EXERCISE OBJECTIVE »
Could you return every line in the data below that contains the string "snapdragon"?

(Object position labeling entries)

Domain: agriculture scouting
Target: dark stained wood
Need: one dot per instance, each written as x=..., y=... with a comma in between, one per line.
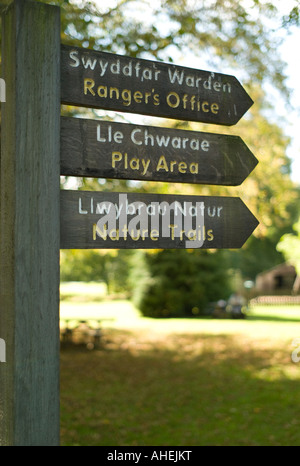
x=140, y=221
x=103, y=149
x=113, y=82
x=29, y=223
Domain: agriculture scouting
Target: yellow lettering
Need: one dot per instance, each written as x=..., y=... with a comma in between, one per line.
x=88, y=86
x=162, y=164
x=138, y=97
x=154, y=235
x=204, y=107
x=191, y=235
x=102, y=91
x=114, y=234
x=182, y=167
x=169, y=99
x=97, y=231
x=194, y=168
x=116, y=157
x=214, y=108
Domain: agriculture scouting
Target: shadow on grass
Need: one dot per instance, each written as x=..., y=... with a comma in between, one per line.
x=273, y=318
x=179, y=390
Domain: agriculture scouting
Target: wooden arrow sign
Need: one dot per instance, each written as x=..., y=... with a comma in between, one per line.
x=103, y=149
x=100, y=220
x=113, y=82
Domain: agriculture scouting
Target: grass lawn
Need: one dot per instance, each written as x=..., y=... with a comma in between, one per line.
x=179, y=382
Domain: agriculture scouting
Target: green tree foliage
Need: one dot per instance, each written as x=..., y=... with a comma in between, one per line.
x=229, y=36
x=98, y=266
x=179, y=283
x=289, y=245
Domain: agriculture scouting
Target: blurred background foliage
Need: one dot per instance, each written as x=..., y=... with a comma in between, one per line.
x=229, y=36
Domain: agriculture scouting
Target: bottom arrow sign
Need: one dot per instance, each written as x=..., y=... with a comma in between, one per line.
x=99, y=220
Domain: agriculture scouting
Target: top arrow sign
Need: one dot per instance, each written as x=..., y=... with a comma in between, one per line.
x=114, y=82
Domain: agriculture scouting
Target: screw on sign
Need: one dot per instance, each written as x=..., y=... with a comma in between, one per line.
x=113, y=82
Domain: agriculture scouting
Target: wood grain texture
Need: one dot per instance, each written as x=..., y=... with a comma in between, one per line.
x=103, y=149
x=29, y=259
x=114, y=82
x=141, y=221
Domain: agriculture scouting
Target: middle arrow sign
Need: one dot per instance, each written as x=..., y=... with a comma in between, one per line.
x=103, y=149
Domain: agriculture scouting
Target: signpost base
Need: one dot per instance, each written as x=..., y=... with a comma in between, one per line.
x=29, y=210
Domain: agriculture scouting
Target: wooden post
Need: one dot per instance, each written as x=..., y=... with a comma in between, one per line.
x=29, y=226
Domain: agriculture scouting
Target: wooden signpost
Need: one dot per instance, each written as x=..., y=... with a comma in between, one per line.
x=29, y=223
x=36, y=219
x=103, y=149
x=114, y=82
x=93, y=220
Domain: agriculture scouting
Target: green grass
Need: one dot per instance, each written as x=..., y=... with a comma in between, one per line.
x=181, y=382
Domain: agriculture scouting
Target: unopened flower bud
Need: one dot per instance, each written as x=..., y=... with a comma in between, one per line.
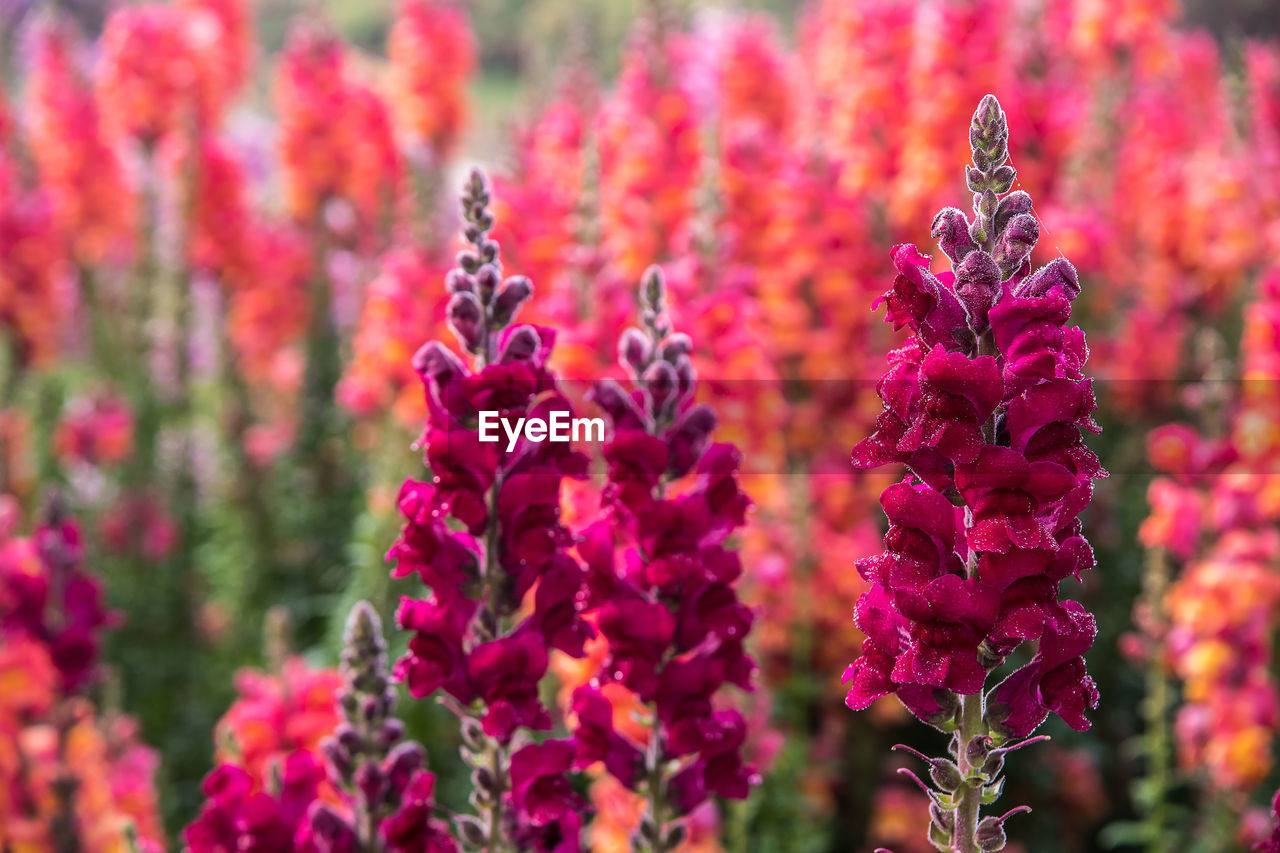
x=1002, y=179
x=465, y=319
x=978, y=287
x=460, y=282
x=521, y=345
x=941, y=817
x=685, y=377
x=1011, y=205
x=402, y=762
x=338, y=760
x=688, y=439
x=951, y=231
x=481, y=780
x=329, y=826
x=1016, y=241
x=977, y=751
x=634, y=350
x=653, y=290
x=661, y=384
x=487, y=282
x=1056, y=278
x=472, y=733
x=513, y=292
x=945, y=775
x=371, y=783
x=675, y=346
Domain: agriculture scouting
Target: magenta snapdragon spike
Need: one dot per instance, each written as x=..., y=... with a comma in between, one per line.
x=387, y=794
x=388, y=789
x=504, y=543
x=670, y=607
x=62, y=606
x=984, y=405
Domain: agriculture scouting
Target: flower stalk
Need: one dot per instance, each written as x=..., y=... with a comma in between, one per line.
x=984, y=406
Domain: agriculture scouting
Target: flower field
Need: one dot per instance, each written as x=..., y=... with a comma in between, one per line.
x=936, y=354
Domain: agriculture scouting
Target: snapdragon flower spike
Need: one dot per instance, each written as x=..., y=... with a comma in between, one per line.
x=668, y=607
x=385, y=793
x=383, y=778
x=484, y=534
x=60, y=606
x=984, y=405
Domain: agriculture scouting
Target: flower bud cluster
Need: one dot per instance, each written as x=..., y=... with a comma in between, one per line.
x=385, y=801
x=471, y=639
x=984, y=405
x=46, y=596
x=670, y=609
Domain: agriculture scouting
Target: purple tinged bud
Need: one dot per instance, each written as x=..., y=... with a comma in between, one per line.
x=1057, y=277
x=942, y=819
x=487, y=282
x=1002, y=178
x=978, y=287
x=371, y=783
x=688, y=439
x=513, y=292
x=460, y=282
x=618, y=405
x=437, y=364
x=521, y=345
x=661, y=384
x=402, y=763
x=635, y=350
x=945, y=775
x=392, y=733
x=1016, y=241
x=686, y=377
x=328, y=826
x=465, y=319
x=951, y=229
x=653, y=290
x=1015, y=203
x=675, y=346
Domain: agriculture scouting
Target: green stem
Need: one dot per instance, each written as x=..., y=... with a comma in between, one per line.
x=969, y=796
x=657, y=793
x=1159, y=699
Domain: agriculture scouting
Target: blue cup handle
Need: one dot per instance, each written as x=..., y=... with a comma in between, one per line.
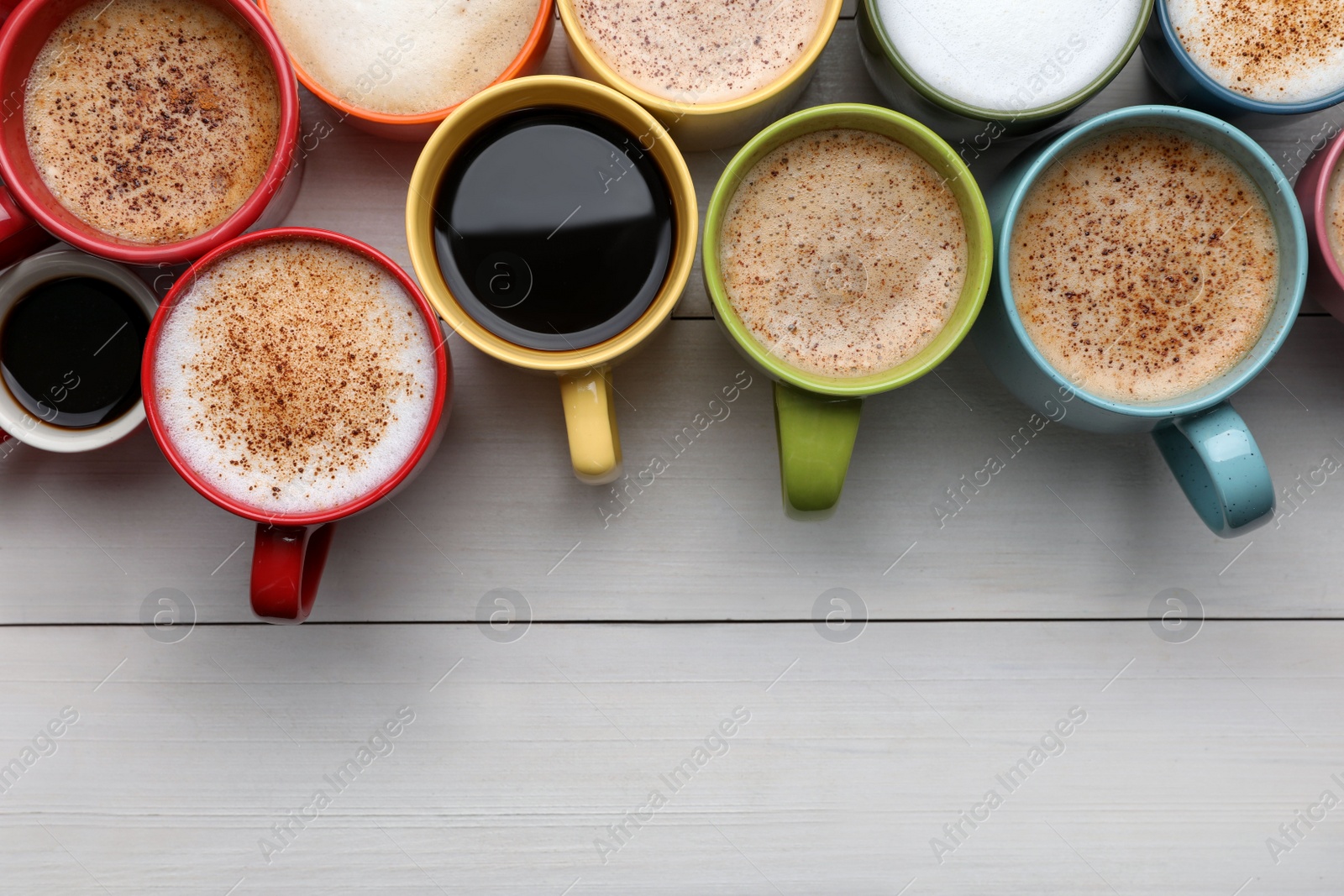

THE RESULT »
Target: magenta snapdragon spike
Target: snapdragon flower spike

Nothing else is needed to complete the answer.